> WORK INSTRUCTION
All of the records below are to be printed exactly; the pictures are to be left out.

> EXERCISE INPUT
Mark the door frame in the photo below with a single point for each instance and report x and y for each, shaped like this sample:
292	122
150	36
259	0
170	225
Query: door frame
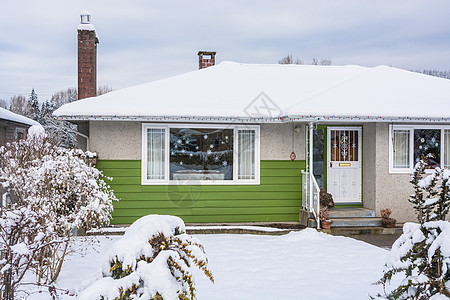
361	157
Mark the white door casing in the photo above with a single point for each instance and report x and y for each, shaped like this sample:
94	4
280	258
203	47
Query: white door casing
344	172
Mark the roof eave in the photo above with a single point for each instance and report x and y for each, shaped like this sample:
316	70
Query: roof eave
261	119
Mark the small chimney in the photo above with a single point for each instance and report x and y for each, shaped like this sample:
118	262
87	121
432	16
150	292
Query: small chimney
87	57
206	59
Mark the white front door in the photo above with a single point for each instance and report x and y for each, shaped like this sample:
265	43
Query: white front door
344	164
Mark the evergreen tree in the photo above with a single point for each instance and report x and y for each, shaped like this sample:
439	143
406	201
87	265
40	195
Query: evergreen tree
33	106
18	105
420	256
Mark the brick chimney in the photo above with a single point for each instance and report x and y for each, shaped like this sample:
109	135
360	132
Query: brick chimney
87	57
206	59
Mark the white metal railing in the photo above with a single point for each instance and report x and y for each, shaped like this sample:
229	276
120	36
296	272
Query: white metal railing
311	195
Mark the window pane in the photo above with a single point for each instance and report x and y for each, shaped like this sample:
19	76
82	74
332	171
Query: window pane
447	148
401	149
246	169
155	153
319	156
344	145
201	154
428	141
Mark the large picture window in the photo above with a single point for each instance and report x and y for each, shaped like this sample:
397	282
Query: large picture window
200	154
411	143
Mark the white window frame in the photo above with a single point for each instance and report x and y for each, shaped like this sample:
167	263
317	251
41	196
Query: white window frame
234	181
411	129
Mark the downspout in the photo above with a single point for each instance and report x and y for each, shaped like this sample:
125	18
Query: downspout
310	164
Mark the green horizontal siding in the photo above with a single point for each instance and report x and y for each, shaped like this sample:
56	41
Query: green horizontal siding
276	199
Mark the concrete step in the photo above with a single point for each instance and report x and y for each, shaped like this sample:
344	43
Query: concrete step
351	222
351	212
356	222
351	231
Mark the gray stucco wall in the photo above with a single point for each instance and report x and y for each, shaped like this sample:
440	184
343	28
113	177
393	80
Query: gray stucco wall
277	144
115	140
122	140
382	189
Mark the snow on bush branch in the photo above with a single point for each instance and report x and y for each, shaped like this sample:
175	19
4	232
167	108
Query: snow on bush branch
60	187
151	261
57	182
420	257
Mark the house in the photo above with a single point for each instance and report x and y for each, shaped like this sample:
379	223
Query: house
218	144
249	142
13	126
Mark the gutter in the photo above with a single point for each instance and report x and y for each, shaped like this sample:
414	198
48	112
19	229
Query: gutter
262	119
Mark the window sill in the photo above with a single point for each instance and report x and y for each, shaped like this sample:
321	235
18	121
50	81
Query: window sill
201	182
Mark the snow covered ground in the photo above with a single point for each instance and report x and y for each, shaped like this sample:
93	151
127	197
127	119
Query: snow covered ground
300	265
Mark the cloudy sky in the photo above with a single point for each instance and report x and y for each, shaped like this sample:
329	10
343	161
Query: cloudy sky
143	40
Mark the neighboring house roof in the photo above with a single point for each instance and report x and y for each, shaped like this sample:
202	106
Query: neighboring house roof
229	91
12	117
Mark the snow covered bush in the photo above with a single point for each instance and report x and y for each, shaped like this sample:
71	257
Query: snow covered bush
421	255
22	237
60	187
153	260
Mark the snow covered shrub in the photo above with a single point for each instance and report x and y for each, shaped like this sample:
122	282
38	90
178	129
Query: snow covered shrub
60	186
151	261
22	237
421	255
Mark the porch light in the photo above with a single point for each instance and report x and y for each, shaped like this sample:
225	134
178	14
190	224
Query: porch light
85	17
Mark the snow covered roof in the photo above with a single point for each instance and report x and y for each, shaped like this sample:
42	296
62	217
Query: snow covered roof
231	92
10	116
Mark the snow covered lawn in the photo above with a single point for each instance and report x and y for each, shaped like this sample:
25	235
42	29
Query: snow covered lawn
300	265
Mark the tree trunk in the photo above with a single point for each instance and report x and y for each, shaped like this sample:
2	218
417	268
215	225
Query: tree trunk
8	293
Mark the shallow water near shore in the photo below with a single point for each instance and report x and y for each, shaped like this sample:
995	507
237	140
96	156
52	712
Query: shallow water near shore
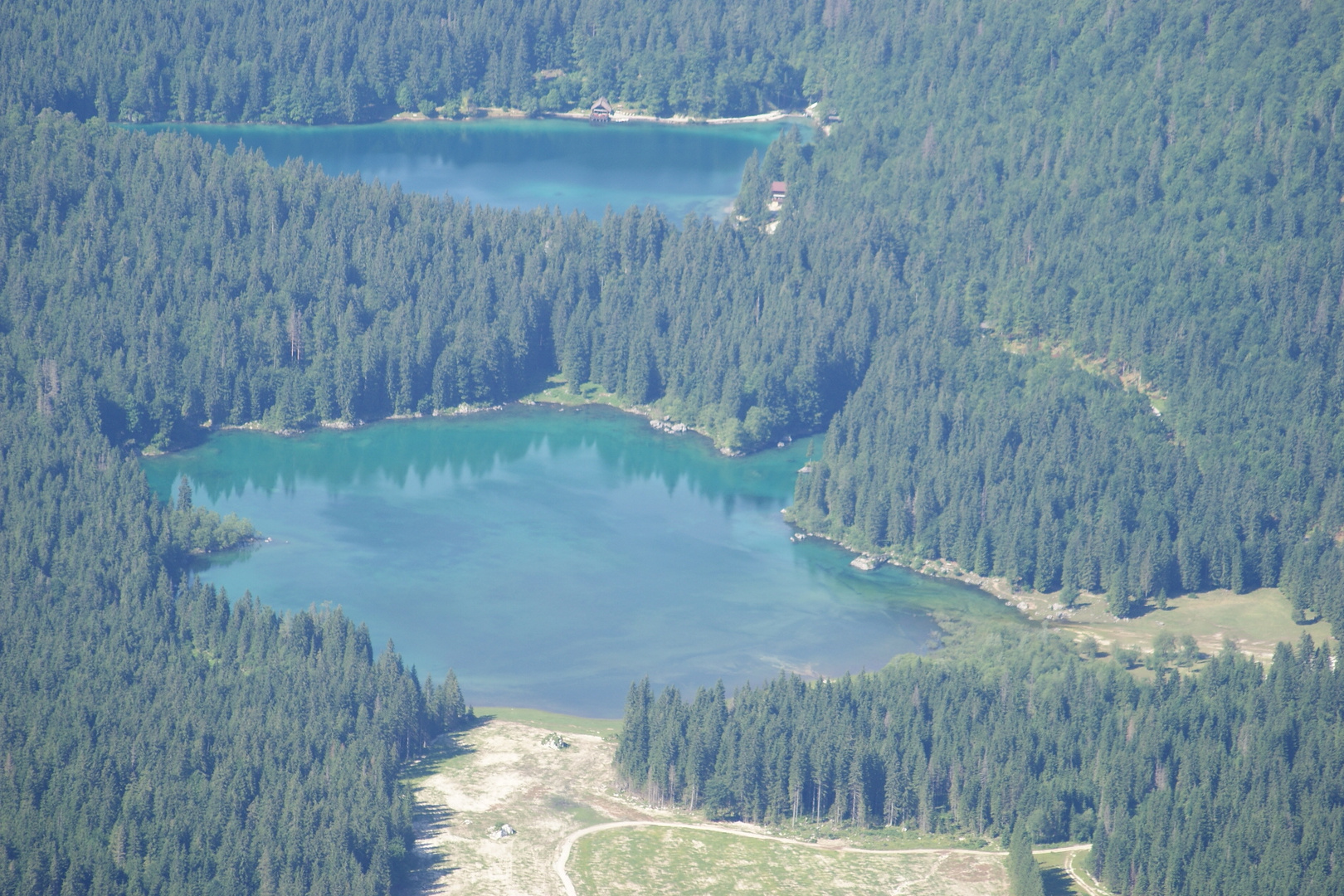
520	163
554	557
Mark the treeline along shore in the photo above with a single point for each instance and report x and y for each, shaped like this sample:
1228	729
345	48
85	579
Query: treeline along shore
1142	201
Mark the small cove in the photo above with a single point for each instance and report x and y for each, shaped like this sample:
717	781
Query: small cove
553	557
520	163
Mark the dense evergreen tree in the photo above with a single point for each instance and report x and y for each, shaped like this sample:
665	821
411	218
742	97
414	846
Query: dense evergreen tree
156	738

> ANSWER SECTION
Mark the door frame in the photo below with a single point for each instance and report x and y for each, shaped like this sample:
292	122
150	36
259	0
170	225
Query: door frame
361	157
Mark the white door casing in the photo above with a single point for each instance and report x and y for each, shaped like this sample:
94	4
280	258
203	47
Query: white door casing
344	172
Mark the roof eave in the photo above with a single point for each instance and report x and y for each, shaped like this sample:
316	70
Query: roof eave
261	119
Mark the small chimney in the photo above with a single point for each instance and report x and y for each, shaped like this sample:
118	262
87	121
432	16
150	292
Query: small chimney
87	57
206	59
Mark the white front door in the photo above with a single point for each instance and report x and y for each, shaped like this sample:
265	43
Query: white front door
344	164
Mark the evergreen tree in the photo above with a single point for each instance and report x and y for each, shaped like this sample:
439	143
406	201
87	265
40	195
Query: evergreen tree
33	106
18	105
420	256
Mark the brick chimney in the photo above with a single point for each instance and report x and y for each, shaped like this sample:
109	135
360	132
Query: brick chimney
87	57
206	59
Mark the white metal railing in the photo above with a single point for each instance and report x and y for each, shaped like this sample:
229	276
120	36
296	272
Query: white metal railing
311	195
Mark the window pane in the photo above with a single point for each instance and report x and y for each, shaped like this sample:
19	76
82	74
332	171
Query: window pane
447	148
401	149
246	169
155	153
319	156
344	145
201	154
428	141
Mark the large picture window in the photo above with a single point for each instance and report x and y for each, shaped like this sample:
397	282
Query: large picture window
200	154
411	143
Mark the white window frame in the photo above with a single point for each instance and report x and y for each, shaped like this sample:
167	263
317	251
41	196
Query: white window frame
234	181
411	129
Mark the downspout in the photo above with a single point for each instance and report x and y for each, shaped like this sample:
125	18
Query: downspout
310	164
Mark the green horizontal siding in the photo above with a single point for each instance and report x and y for each, shaped like this sample:
56	41
Query: green horizontal siding
276	199
Mark the concrete step in the photo above with a single point for each instance and report x and y for each, shaped like this sample:
344	43
Query: concrete step
351	222
351	212
356	222
351	231
Mark the gray stucco wall in the photo above with a single point for each instance and report x and y for each, shaped like this sample:
440	184
343	28
113	177
393	80
Query: gray stucco wall
277	144
115	140
122	140
382	189
Mark the snow on bush branch in the photo above with a single point for each instance and report x and y for each, shaped like this sample:
175	19
4	232
167	108
Query: snow on bush branch
60	187
151	261
57	182
420	257
Mark the house in the photo above with a single point for each instance and report x and y for each, shaped like this sample:
379	223
Query: house
218	144
249	142
13	126
Mark the gutter in the photo above with a single point for each instance and report x and y for each, shaped like this sample:
414	198
48	112
19	229
Query: gutter
262	119
Mark the window sill in the photo above with a single point for each instance and report x and y for each, shaped like this sample:
321	235
18	121
50	81
Query: window sill
201	182
Mark the snow covered ground in the photo above with a single point for each instance and report x and y for each, shaped like this sample:
93	151
127	197
127	119
Query: snow covered ground
300	265
Mark the cloudy sky in the photo above with a single point for each instance and report x and y for each, shaped like this sample:
329	10
343	161
Query: cloudy sky
143	40
Mark the neighboring house roof in the photo above with a single point for each instance and report x and y for each, shaped like this sample:
202	106
Query: neighboring house roof
229	91
12	117
Mark the snow covered bush in the photo above with a single point for each instance and report x and y for each, shaped like this sample:
71	257
Query: snow covered bush
421	255
22	237
60	187
153	260
Mark the snow covered shrub in the photo above with a single point for each instance and report x and y for each, shaped like this sample:
122	282
38	90
178	129
Query: snow covered shrub
60	186
151	261
22	237
421	255
Mark the porch light in the photo above with a single point for each instance and report x and y for each, shaped like this sample:
225	134
178	14
190	224
Query: porch light
85	17
Mark the snow covered roof in the photo above with a single point for each instance and report x and y for each, shaped like this sample:
42	296
62	217
Query: snow covered roof
231	92
10	116
Mark the snow covered lawn in the photo above with a single point for each instance and report x and y for each, shaped like this sample:
25	235
42	29
Query: snow covered lawn
300	265
Mark the tree trunk in the photo above with a single point for each instance and report x and y for each, shaped like this sample:
2	218
417	268
215	225
Query: tree trunk
8	293
Mark the shallow water near shore in the photo below with a single point for each instance and report x and y for each, shaped like this sample:
995	507
237	140
96	156
52	712
Query: shallow water near shore
520	163
554	557
Mark the treeline along shore in the photo above with a single point for each instance and report x and y for each, shaped like this sample:
1228	729
345	48
85	579
Query: treeline along shore
1142	201
Mark the small cove in the photo above with a single point for each instance and report x and y for each, shaped like this sample:
717	781
Query: small cove
553	557
520	163
Mark the dense evergreen tree in the photo above with a single point for each instance and report x and y for each, shaped like this sample:
665	821
411	218
742	97
414	846
Query: dense evergreen tree
156	738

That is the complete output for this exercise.